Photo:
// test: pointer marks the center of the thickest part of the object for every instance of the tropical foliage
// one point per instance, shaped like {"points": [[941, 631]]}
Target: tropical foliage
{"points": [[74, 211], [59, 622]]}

########

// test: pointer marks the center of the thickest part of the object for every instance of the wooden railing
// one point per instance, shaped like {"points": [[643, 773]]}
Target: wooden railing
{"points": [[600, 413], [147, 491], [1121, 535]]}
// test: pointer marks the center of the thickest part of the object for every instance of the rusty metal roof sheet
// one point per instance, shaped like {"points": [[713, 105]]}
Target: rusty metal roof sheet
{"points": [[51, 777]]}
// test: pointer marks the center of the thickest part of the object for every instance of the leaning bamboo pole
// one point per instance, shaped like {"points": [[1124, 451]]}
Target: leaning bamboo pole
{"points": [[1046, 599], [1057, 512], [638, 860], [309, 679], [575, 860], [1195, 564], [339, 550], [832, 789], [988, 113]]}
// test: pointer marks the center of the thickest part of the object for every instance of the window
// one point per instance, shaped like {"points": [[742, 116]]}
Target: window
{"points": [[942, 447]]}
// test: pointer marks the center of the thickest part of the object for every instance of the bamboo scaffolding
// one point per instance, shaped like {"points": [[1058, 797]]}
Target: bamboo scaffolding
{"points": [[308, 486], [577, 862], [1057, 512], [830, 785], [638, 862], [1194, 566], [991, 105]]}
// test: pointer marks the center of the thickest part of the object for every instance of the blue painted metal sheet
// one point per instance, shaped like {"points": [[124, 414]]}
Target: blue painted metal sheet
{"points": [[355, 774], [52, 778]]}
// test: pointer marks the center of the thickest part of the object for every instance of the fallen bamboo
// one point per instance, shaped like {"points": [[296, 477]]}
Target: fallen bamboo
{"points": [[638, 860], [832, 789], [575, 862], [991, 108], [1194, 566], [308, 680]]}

########

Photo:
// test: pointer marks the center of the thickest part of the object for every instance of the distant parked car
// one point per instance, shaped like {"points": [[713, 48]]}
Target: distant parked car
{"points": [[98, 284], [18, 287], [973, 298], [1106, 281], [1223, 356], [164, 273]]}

########

» **Problem details**:
From the data above, output exactly the lines between the one containing "Target: leaning bamboo pole" and the one containing "the blue painted metal sheet", counting both of them.

» **Completed task**:
Target: leaning bamboo pole
{"points": [[1046, 599], [1057, 512], [638, 860], [309, 679], [575, 860], [1195, 564], [339, 550], [832, 789], [988, 113]]}
// test: pointer marks the center of the thickest part of the object for every instance of the window
// one point per instance, shaped like {"points": [[742, 116]]}
Target: window
{"points": [[942, 447]]}
// test: pointer marks the center of the thickest part of the object for every instance of the bamboo scaffolding
// one point per instance, shaped like {"points": [[1058, 797]]}
Target: bamboo scaffolding
{"points": [[308, 486], [577, 862], [1057, 512], [830, 785], [638, 862], [1194, 566], [991, 105]]}
// test: pointer marks the center of the thickest part of the object for every instance of the blue painted metal sheet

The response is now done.